### Task details
In the entries below, spot each line with the word "glass" and copy it.

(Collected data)
═══

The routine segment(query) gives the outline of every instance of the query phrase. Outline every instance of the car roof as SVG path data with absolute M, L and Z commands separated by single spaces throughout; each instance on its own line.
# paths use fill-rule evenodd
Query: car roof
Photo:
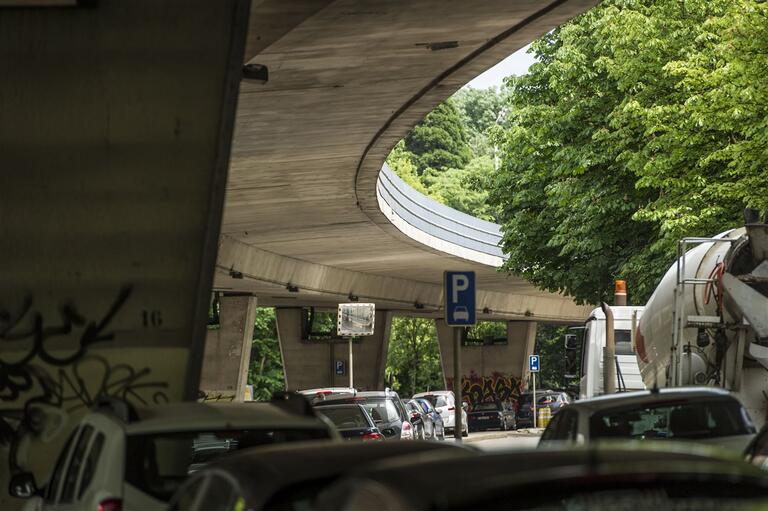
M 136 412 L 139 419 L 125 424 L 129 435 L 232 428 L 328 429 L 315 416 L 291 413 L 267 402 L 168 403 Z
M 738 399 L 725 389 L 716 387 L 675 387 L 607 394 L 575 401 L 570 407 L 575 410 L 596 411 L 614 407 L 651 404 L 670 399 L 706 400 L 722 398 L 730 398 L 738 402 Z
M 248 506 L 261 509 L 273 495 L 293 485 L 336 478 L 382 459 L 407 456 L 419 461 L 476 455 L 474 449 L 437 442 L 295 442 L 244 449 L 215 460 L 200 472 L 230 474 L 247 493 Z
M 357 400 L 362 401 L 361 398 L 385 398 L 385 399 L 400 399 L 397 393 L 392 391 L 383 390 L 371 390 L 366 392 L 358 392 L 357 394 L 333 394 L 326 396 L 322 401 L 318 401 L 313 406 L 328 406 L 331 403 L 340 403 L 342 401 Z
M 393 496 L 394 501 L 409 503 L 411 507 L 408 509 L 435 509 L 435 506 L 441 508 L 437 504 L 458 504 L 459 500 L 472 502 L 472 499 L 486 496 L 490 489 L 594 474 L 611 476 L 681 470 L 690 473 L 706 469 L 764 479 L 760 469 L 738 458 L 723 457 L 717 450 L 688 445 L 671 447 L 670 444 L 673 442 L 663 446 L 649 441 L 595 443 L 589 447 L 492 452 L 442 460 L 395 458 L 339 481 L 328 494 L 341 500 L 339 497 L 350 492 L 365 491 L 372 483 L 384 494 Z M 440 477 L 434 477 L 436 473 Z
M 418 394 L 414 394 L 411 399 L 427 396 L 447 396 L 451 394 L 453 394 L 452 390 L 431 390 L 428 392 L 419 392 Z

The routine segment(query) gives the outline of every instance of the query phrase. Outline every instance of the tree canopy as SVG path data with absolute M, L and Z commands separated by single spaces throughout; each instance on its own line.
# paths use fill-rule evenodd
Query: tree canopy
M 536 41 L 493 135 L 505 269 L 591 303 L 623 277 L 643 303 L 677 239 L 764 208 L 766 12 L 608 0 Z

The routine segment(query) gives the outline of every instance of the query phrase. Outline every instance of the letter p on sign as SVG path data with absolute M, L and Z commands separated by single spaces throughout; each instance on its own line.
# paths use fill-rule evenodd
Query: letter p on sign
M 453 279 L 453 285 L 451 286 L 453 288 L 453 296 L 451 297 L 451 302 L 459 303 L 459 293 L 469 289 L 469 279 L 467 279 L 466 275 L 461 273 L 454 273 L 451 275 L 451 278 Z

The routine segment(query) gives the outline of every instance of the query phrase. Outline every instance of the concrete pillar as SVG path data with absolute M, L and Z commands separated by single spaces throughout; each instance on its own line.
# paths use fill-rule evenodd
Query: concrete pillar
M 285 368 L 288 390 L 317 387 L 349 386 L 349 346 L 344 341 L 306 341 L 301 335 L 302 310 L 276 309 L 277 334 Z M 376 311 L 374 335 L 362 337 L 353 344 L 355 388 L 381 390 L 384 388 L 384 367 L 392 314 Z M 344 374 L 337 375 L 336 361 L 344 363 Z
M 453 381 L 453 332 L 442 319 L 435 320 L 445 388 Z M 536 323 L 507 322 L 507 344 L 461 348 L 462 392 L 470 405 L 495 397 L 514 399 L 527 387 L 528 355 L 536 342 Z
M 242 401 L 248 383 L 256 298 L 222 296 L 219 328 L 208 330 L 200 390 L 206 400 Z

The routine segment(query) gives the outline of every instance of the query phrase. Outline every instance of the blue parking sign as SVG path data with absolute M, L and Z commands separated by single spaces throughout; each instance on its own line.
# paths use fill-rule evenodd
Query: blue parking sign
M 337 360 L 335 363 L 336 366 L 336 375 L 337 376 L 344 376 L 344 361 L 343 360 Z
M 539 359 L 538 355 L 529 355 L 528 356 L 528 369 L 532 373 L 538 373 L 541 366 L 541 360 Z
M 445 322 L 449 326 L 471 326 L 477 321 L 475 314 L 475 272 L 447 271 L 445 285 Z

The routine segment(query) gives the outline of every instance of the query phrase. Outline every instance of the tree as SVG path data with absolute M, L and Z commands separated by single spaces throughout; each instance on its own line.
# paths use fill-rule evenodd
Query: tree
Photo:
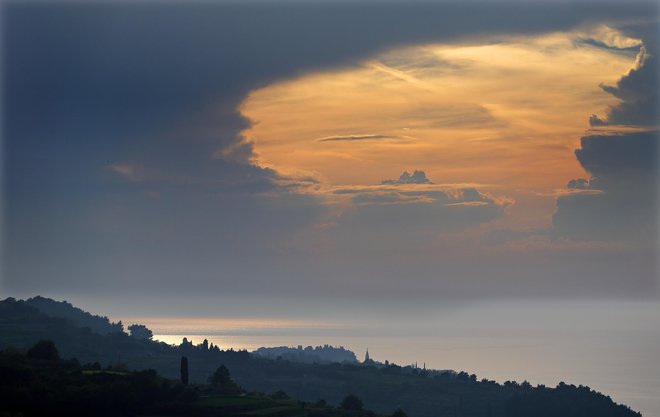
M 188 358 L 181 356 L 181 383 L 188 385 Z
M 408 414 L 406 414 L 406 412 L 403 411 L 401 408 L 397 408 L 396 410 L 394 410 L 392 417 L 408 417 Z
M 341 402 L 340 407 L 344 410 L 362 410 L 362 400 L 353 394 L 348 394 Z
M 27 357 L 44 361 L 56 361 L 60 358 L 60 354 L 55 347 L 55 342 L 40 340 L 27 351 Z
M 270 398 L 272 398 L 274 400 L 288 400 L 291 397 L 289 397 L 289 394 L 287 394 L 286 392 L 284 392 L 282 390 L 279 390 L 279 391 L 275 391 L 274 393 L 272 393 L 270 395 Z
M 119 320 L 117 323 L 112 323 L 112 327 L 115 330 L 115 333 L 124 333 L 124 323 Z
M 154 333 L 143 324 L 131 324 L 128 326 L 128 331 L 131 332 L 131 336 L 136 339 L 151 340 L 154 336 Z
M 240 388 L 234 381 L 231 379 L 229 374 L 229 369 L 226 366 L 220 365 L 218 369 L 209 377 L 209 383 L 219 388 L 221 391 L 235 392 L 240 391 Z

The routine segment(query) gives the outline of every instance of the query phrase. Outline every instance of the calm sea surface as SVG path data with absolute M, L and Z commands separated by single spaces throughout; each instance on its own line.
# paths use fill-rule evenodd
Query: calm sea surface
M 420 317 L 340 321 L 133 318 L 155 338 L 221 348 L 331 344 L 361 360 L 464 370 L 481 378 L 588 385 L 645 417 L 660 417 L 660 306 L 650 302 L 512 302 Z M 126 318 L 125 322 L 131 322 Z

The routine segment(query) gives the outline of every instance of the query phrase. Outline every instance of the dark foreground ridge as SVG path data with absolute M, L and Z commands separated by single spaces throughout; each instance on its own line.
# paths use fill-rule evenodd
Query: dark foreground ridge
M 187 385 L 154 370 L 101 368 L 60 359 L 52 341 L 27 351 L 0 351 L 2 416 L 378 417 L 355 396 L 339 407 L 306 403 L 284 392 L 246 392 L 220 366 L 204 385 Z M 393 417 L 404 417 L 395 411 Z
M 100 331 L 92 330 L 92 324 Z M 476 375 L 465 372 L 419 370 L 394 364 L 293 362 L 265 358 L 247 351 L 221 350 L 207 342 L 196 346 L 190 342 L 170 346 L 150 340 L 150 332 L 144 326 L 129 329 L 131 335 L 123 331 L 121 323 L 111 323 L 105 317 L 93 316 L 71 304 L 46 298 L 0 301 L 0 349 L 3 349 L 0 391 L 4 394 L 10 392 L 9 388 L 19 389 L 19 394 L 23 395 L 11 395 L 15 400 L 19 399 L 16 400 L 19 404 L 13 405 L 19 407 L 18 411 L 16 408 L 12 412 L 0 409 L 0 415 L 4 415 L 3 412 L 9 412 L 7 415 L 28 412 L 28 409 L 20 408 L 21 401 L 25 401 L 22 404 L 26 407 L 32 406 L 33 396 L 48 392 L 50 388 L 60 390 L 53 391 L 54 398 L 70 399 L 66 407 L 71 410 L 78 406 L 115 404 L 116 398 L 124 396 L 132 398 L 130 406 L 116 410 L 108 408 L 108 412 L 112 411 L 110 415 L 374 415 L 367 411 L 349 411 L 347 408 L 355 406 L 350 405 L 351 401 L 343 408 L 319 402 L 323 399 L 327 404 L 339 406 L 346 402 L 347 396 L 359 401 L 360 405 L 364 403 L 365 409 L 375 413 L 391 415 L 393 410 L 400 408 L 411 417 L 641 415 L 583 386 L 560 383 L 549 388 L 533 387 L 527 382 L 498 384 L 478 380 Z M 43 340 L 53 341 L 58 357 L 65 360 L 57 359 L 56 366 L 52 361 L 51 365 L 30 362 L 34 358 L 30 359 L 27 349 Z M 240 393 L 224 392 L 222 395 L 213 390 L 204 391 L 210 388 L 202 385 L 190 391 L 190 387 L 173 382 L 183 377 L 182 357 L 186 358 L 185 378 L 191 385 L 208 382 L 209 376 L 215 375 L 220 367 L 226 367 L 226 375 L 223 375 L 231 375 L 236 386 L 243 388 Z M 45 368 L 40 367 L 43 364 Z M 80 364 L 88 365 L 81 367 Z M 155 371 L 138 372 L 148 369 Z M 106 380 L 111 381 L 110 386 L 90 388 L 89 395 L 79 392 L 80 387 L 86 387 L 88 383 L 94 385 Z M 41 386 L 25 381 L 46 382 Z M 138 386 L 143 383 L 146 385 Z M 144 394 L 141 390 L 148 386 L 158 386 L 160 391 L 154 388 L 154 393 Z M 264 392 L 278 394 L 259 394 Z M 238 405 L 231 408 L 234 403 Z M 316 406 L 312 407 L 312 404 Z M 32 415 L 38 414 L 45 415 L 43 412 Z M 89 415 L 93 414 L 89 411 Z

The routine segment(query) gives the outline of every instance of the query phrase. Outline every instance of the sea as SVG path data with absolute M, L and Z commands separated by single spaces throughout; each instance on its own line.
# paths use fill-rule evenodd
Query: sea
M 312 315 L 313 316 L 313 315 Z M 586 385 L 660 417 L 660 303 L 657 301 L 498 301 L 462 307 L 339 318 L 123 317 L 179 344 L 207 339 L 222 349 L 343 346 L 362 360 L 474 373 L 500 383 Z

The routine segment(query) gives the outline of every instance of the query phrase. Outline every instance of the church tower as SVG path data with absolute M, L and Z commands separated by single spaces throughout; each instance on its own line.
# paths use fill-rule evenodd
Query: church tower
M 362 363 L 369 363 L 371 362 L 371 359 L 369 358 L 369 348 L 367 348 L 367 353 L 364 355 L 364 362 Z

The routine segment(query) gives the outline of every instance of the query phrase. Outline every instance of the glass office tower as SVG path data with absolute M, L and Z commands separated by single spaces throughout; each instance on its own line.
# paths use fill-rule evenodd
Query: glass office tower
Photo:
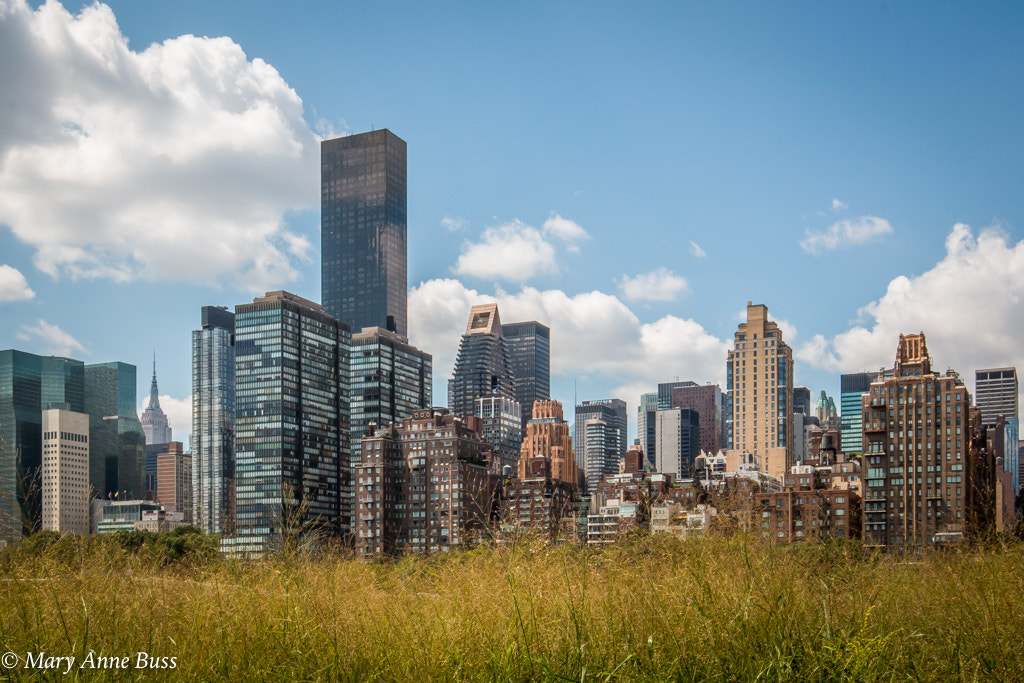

═══

### Reply to the exercise
The routine segment(query) gives the outline of every instance of the query phrase. Outline every instance of the glass office tower as SVG path data with absolute M, L and Z commands separated by single spaces throughout; each instance on its own line.
Query: glass office tower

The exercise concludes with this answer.